- AIM OF THE TASK
Pick out every line in the entries below that contains the string "necktie", and copy each of those lines. Letter case counts, so a line with the string in different capitalization does not match.

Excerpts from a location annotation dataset
↓↓↓

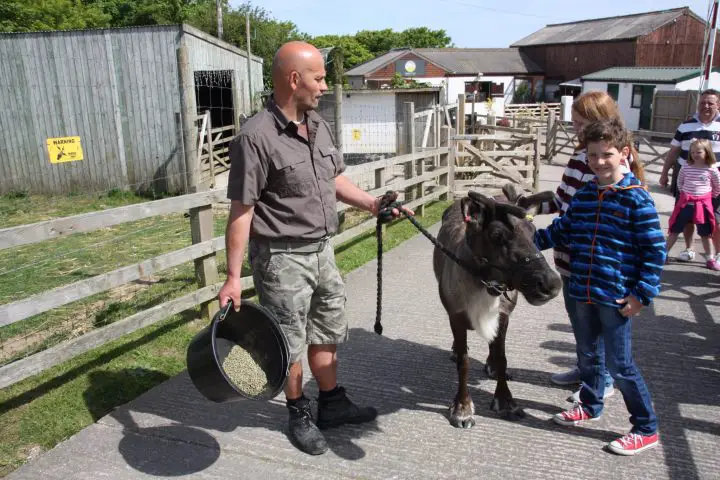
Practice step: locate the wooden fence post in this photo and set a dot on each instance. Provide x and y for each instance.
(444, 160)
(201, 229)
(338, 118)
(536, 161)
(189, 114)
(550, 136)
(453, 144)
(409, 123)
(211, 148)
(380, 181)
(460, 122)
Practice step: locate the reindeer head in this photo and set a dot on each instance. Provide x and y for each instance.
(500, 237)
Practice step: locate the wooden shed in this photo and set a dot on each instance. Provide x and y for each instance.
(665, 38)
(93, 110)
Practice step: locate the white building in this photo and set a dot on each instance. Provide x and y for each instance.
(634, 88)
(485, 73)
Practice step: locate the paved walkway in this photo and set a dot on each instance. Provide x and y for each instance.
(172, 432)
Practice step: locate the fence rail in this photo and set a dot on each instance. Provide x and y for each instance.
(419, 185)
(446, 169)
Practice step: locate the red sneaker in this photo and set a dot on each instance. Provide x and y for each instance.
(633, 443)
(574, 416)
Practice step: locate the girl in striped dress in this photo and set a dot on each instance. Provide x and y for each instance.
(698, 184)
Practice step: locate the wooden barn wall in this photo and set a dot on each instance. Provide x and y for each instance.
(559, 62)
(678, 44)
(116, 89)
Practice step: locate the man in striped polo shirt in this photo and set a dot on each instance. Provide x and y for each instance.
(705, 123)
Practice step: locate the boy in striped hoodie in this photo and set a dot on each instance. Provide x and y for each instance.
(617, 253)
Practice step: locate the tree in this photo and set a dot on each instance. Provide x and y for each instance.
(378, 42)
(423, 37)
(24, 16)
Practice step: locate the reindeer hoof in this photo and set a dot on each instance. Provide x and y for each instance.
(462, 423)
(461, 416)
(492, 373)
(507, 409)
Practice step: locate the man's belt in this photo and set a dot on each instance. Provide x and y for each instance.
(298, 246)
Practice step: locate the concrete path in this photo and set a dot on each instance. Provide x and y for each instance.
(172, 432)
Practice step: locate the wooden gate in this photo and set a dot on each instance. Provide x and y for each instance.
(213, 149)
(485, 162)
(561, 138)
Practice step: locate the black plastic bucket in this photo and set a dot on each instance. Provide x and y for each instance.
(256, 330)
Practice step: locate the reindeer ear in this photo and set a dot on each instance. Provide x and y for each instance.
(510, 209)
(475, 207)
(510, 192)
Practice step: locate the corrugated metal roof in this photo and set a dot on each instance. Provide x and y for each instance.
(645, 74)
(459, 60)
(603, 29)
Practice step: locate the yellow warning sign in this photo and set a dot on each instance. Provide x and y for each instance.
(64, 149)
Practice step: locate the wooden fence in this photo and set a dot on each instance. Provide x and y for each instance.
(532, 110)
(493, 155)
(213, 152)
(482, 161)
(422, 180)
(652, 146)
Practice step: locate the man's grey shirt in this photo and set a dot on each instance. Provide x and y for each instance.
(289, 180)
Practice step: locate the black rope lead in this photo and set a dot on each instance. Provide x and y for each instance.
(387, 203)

↑↑↑
↓↓↓

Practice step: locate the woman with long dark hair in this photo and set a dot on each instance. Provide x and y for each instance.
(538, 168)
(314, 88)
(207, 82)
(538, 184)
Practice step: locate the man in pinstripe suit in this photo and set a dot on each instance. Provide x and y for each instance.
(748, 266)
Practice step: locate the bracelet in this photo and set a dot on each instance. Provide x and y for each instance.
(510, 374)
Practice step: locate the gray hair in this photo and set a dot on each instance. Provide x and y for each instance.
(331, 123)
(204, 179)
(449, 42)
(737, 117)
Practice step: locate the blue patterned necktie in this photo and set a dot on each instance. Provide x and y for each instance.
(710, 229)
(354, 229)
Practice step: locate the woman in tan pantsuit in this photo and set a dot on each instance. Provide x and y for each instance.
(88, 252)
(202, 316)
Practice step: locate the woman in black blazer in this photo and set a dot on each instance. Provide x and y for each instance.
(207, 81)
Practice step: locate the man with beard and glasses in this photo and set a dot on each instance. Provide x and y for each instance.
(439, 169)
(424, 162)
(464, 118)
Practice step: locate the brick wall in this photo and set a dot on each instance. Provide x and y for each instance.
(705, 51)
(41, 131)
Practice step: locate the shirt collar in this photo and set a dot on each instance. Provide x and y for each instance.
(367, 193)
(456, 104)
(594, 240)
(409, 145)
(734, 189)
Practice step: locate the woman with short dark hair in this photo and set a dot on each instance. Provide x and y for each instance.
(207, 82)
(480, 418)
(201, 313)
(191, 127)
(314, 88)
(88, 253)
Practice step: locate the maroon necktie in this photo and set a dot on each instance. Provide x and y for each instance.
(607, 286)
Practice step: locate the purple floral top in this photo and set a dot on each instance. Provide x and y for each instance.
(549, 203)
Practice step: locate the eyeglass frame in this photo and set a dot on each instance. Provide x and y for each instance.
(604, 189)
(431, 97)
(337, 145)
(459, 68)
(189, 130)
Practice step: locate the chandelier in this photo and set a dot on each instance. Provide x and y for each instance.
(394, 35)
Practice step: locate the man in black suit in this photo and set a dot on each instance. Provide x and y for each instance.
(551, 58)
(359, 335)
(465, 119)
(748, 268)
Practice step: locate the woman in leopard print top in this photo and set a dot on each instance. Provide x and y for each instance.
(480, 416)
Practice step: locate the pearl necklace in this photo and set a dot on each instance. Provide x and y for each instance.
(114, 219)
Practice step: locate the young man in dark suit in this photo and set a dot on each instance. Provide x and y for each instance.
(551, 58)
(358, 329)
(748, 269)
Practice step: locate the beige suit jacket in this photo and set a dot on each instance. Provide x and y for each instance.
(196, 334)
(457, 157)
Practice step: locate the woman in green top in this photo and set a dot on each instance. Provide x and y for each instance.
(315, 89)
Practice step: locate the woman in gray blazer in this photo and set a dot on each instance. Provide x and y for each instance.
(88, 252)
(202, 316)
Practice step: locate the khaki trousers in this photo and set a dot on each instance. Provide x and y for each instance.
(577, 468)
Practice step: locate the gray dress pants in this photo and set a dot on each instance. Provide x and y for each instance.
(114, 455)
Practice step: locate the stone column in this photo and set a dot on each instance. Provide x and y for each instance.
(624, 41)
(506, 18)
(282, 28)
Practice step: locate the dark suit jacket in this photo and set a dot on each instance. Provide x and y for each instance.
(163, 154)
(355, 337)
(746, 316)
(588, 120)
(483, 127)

↑↑↑

- RESULT OF THE EXERCISE
Practice step: locate the blue patterned necktie in this photo and set a dot on each instance. Provide x and y for each instance.
Practice step: locate the maroon necktie in this photo and set a dot on each instance. Provide x and y for each instance.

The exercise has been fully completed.